Data for the task:

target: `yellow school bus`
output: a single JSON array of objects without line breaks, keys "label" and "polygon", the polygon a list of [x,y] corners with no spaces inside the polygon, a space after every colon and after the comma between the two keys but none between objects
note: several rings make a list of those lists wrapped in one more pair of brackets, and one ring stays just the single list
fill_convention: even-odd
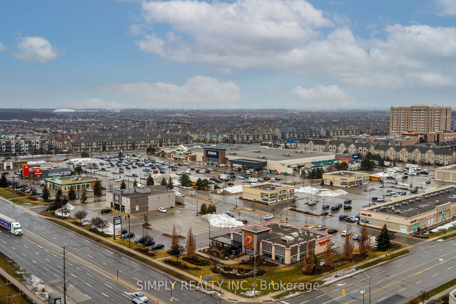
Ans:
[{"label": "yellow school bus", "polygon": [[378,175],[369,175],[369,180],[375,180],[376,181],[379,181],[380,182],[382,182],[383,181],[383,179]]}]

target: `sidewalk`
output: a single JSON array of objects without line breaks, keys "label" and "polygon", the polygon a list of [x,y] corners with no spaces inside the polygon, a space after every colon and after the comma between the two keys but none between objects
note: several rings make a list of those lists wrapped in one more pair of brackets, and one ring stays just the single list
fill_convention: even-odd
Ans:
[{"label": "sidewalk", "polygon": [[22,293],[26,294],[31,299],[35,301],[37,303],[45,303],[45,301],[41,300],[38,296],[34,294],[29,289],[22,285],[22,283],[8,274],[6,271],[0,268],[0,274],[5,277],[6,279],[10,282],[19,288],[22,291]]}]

Exercise: Reproduce the entire listing above word for word, and leave the pictures out of your copy.

Exercise response:
target: `yellow school bus`
output: a single JSON array of objects without line breaks, keys "label" and "polygon", the polygon a list of [x,y] corners with no spaces inside the polygon, a space after every colon and after the comma between the two keys but none between objects
note: several rings make a list of those lists wrapped in one more pair of brackets, and one ring stays just the single list
fill_convention: even-odd
Ans:
[{"label": "yellow school bus", "polygon": [[378,175],[369,175],[369,180],[375,180],[376,181],[379,181],[380,182],[382,182],[383,181],[383,179]]}]

target: `sidewalk`
output: a single JSON array of objects without line breaks, keys "label" and "polygon", the polygon a list of [x,y] corners with no spaces inside the polygon, a space after every colon and after the comma between the two keys but none between objects
note: several rings make a list of those lists wrapped in one more pair of brackets, and one ring stays just the single list
fill_convention: even-odd
Ans:
[{"label": "sidewalk", "polygon": [[22,293],[26,294],[31,299],[35,301],[37,303],[45,303],[45,301],[41,300],[38,296],[34,294],[29,289],[22,285],[22,283],[8,274],[6,271],[0,268],[0,274],[5,277],[6,279],[10,282],[19,288],[22,291]]}]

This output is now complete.